▶ WHAT YOU ARE ASKED TO DO: Please give the records below as a Markdown table with two columns, Row and Line, numbering each line and leaving out blank lines. Cover every record, and leave the pictures out of the answer.

▶ LISTED RECORDS:
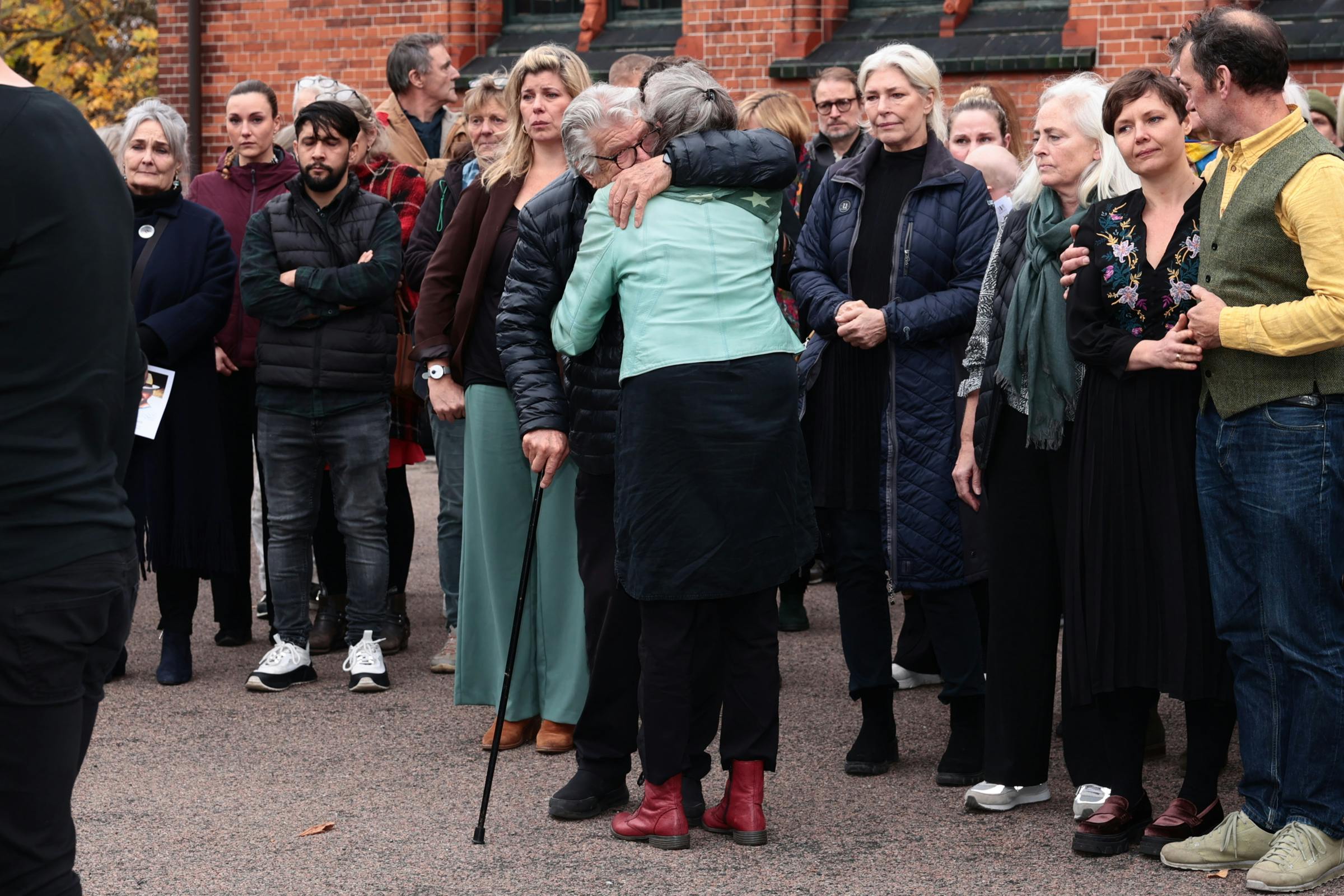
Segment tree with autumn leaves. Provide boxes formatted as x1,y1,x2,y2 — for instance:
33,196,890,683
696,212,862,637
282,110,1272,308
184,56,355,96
0,0,158,126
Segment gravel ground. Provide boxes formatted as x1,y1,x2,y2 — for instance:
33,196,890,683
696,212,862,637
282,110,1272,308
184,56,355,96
74,462,1243,896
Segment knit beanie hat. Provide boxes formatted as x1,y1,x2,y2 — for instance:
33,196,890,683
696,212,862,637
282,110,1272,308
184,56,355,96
1306,90,1340,130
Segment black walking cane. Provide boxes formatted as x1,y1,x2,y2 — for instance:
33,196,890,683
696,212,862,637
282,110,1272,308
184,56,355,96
472,474,542,845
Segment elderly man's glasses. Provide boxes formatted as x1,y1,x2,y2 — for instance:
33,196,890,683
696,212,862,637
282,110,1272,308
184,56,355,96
592,128,662,171
816,97,857,115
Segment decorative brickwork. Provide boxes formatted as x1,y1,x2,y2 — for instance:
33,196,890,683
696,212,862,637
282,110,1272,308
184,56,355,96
158,0,1344,166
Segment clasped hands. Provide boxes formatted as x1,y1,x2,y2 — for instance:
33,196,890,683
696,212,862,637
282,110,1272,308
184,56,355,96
836,300,887,348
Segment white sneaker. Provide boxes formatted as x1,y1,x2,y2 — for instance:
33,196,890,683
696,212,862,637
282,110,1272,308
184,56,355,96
967,781,1049,811
1074,785,1110,821
248,634,317,690
429,629,457,673
891,662,942,690
340,629,393,690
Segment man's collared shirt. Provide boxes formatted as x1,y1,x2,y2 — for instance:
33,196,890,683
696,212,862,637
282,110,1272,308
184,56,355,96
1204,106,1344,356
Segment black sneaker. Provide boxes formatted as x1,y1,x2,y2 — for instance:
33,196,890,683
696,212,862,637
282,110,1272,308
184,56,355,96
248,634,317,690
342,629,393,693
548,768,631,819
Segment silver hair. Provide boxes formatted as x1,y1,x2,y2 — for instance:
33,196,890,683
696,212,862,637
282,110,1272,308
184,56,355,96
644,66,738,145
387,32,444,97
859,43,948,142
561,82,641,175
118,97,191,169
313,83,391,158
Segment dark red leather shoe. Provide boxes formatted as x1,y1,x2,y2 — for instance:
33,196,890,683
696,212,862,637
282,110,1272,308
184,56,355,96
1138,796,1223,856
700,762,766,846
1074,794,1153,856
612,775,691,849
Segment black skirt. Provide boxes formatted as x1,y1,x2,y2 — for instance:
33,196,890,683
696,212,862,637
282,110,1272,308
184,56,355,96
1065,367,1231,704
615,353,817,600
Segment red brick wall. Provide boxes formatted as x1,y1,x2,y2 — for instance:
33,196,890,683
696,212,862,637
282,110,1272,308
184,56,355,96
158,0,1344,172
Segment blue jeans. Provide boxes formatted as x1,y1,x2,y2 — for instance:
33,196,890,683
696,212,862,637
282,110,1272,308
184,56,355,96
429,412,466,629
1195,396,1344,838
256,402,390,646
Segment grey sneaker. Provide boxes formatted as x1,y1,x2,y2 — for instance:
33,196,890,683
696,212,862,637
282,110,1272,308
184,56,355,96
1246,821,1344,893
429,629,457,673
967,781,1049,811
1163,811,1274,870
1074,785,1110,821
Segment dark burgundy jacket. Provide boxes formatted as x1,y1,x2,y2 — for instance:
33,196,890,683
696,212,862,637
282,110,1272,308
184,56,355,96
187,146,298,367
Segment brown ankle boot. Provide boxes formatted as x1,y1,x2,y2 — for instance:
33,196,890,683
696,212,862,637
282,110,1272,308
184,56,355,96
536,718,574,752
481,716,542,751
612,775,691,849
308,594,346,654
383,591,411,657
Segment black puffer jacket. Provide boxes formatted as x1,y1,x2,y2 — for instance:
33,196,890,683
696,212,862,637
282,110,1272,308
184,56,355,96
241,178,402,392
496,130,799,474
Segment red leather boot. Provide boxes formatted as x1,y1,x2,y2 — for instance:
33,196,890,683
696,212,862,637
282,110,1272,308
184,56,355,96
702,760,765,846
612,775,691,849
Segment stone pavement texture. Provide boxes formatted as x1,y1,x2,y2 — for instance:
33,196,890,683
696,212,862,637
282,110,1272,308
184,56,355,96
76,461,1247,896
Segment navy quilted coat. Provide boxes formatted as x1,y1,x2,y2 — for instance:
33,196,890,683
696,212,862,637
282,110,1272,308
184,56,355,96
793,133,997,590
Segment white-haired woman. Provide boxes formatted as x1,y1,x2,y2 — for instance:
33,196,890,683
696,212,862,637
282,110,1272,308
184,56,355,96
416,44,591,752
793,44,996,786
308,86,424,654
548,64,817,849
953,73,1138,814
121,100,238,685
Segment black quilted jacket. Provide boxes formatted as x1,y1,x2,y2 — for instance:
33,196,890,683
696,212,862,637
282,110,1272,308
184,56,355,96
494,130,799,474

▶ ANSWER TO THIS TASK:
| Row | Line |
|---|---|
| 1 | Segment tree with autumn leaves. Provide boxes formatted as x1,y1,x2,y2 — for instance: |
| 2 | 33,196,890,683 |
| 3 | 696,212,862,637 |
| 4 | 282,110,1272,308 |
| 5 | 184,56,355,96 |
| 6 | 0,0,158,126 |
| 7 | Segment gravel ground. Provide boxes formatted as x1,y1,x2,y2 — for instance: |
| 8 | 33,196,890,683 |
| 9 | 696,212,862,637 |
| 10 | 282,110,1272,308 |
| 11 | 184,56,355,96 |
| 12 | 74,462,1243,896 |
| 13 | Segment knit beanie hat. Provide boxes formatted as x1,y1,x2,y2 — for instance: |
| 14 | 33,196,890,683 |
| 15 | 696,212,862,637 |
| 16 | 282,110,1272,308 |
| 17 | 184,56,355,96 |
| 18 | 1306,90,1340,130 |
| 19 | Segment black walking cane. Provide boxes formatted as x1,y1,x2,y2 — for instance: |
| 20 | 33,196,890,683 |
| 21 | 696,212,862,637 |
| 22 | 282,110,1272,308 |
| 23 | 184,56,355,96 |
| 24 | 472,474,542,845 |
| 25 | Segment elderly man's glasses. Provide boxes formatted as x1,y1,x2,y2 — for instance: |
| 26 | 33,196,890,683 |
| 27 | 696,212,862,637 |
| 28 | 282,110,1272,308 |
| 29 | 184,56,355,96 |
| 30 | 592,128,662,171 |
| 31 | 816,97,857,115 |
| 32 | Segment decorative brickwork. Provide boxes formatted as x1,y1,x2,y2 — for instance: |
| 33 | 33,196,890,683 |
| 34 | 696,212,862,637 |
| 35 | 282,110,1272,308 |
| 36 | 184,56,355,96 |
| 37 | 158,0,1344,166 |
| 38 | Segment clasped hands. Provide boxes formatted as x1,y1,x2,y2 — for instance: |
| 39 | 33,196,890,683 |
| 40 | 696,212,862,637 |
| 41 | 282,110,1272,308 |
| 42 | 184,56,355,96 |
| 43 | 836,300,887,348 |
| 44 | Segment white sneaker. Provide boxes formatted as x1,y1,x2,y2 — for instance: |
| 45 | 33,196,890,683 |
| 46 | 696,212,862,637 |
| 47 | 282,110,1272,308 |
| 48 | 184,56,355,96 |
| 49 | 967,781,1049,811 |
| 50 | 1074,785,1110,821 |
| 51 | 248,634,317,690 |
| 52 | 429,629,457,673 |
| 53 | 891,662,942,690 |
| 54 | 340,629,393,690 |
| 55 | Segment man's collared shirt. Provide boxes formatted as x1,y1,x2,y2 — for instance: |
| 56 | 33,196,890,683 |
| 57 | 696,212,862,637 |
| 58 | 282,110,1272,308 |
| 59 | 184,56,355,96 |
| 60 | 1204,106,1344,356 |
| 61 | Segment black sneaker. Provide boxes formatted as x1,y1,x2,y2 — for instance: |
| 62 | 33,196,890,683 |
| 63 | 696,212,862,637 |
| 64 | 282,110,1272,308 |
| 65 | 184,56,355,96 |
| 66 | 248,634,317,690 |
| 67 | 342,629,393,693 |
| 68 | 548,768,631,819 |
| 69 | Segment silver hair. Provide boxes formatted as x1,y1,x2,y2 — for instance: |
| 70 | 33,196,890,683 |
| 71 | 696,212,862,637 |
| 72 | 282,110,1272,308 |
| 73 | 184,56,355,96 |
| 74 | 644,66,738,145 |
| 75 | 387,32,444,97 |
| 76 | 859,43,948,142 |
| 77 | 561,82,641,175 |
| 78 | 118,97,191,169 |
| 79 | 313,83,391,158 |
| 80 | Segment dark red leather shoe. Provide boxes formatted as x1,y1,x2,y2 — for instance: |
| 81 | 33,196,890,683 |
| 82 | 696,212,862,637 |
| 83 | 282,110,1272,308 |
| 84 | 184,56,355,96 |
| 85 | 1138,796,1223,856 |
| 86 | 700,762,766,846 |
| 87 | 1074,794,1153,856 |
| 88 | 612,775,691,849 |
| 89 | Segment black skirt. Provide boxes formatted as x1,y1,x2,y2 — for instance: |
| 90 | 33,196,890,683 |
| 91 | 696,212,862,637 |
| 92 | 282,110,1272,308 |
| 93 | 184,56,355,96 |
| 94 | 1065,367,1231,704 |
| 95 | 615,353,817,600 |
| 96 | Segment red brick wall. Provide boxes formatted as x1,y1,x2,y2 — for instance: |
| 97 | 33,196,890,683 |
| 98 | 696,212,862,637 |
| 99 | 282,110,1272,308 |
| 100 | 184,56,355,96 |
| 101 | 158,0,1344,172 |
| 102 | Segment blue jeans. Provide boxes formatted as x1,y1,x2,y2 — for instance: |
| 103 | 33,196,890,683 |
| 104 | 696,212,862,637 |
| 105 | 282,110,1272,308 |
| 106 | 184,56,355,96 |
| 107 | 429,412,466,629 |
| 108 | 1195,396,1344,838 |
| 109 | 256,402,390,646 |
| 110 | Segment grey sneaker. Provide boxes formatted as x1,y1,x2,y2 — for instance: |
| 111 | 33,196,890,683 |
| 112 | 696,212,862,637 |
| 113 | 282,110,1272,308 |
| 114 | 184,56,355,96 |
| 115 | 1246,821,1344,893 |
| 116 | 429,629,457,673 |
| 117 | 967,781,1049,811 |
| 118 | 1163,811,1274,870 |
| 119 | 1074,785,1110,821 |
| 120 | Segment dark burgundy jacket. Provide boxes formatted as x1,y1,x2,y2 — for instance: |
| 121 | 33,196,890,683 |
| 122 | 696,212,862,637 |
| 123 | 282,110,1272,308 |
| 124 | 184,56,355,96 |
| 125 | 187,146,298,367 |
| 126 | Segment brown ankle boot. Provide boxes formatted as x1,y1,x2,y2 — for instance: |
| 127 | 33,196,890,683 |
| 128 | 696,212,862,637 |
| 129 | 282,110,1272,308 |
| 130 | 184,56,355,96 |
| 131 | 536,718,574,752 |
| 132 | 481,716,542,751 |
| 133 | 612,775,691,849 |
| 134 | 308,594,346,654 |
| 135 | 383,591,411,657 |
| 136 | Segment black puffer jacket. Provide boxes formatted as x1,y1,x2,y2 — for instance: |
| 137 | 33,196,890,683 |
| 138 | 696,212,862,637 |
| 139 | 282,110,1272,308 |
| 140 | 184,56,355,96 |
| 141 | 241,178,402,392 |
| 142 | 496,130,799,474 |
| 143 | Segment red leather boot. Provide boxes formatted as x1,y1,x2,y2 — for instance: |
| 144 | 33,196,890,683 |
| 145 | 696,212,862,637 |
| 146 | 282,110,1272,308 |
| 147 | 184,56,355,96 |
| 148 | 702,760,765,846 |
| 149 | 612,775,691,849 |
| 150 | Segment stone pavement texture. Provide boxes formatted as x1,y1,x2,y2 — for instance: |
| 151 | 33,196,890,683 |
| 152 | 696,212,862,637 |
| 153 | 282,110,1272,308 |
| 154 | 184,56,355,96 |
| 155 | 76,461,1247,896 |
| 156 | Segment navy quilted coat. Provide boxes formatted as x1,y1,x2,y2 — for instance: |
| 157 | 33,196,890,683 |
| 158 | 696,212,862,637 |
| 159 | 282,110,1272,308 |
| 160 | 184,56,355,96 |
| 161 | 793,133,997,590 |
| 162 | Segment white-haired woman. Provide boxes formatted as x1,y1,x2,y2 — for instance: |
| 163 | 33,196,890,683 |
| 164 | 696,212,862,637 |
| 165 | 282,110,1272,308 |
| 166 | 184,56,355,96 |
| 167 | 416,44,591,752 |
| 168 | 793,44,996,786 |
| 169 | 308,86,424,654 |
| 170 | 548,64,817,849 |
| 171 | 953,73,1138,814 |
| 172 | 121,100,238,685 |
| 173 | Segment black quilted jacket. Provide boxes formatted as x1,y1,x2,y2 — for instance: |
| 174 | 33,196,890,683 |
| 175 | 696,212,862,637 |
| 176 | 282,110,1272,308 |
| 177 | 184,56,355,96 |
| 178 | 494,130,799,474 |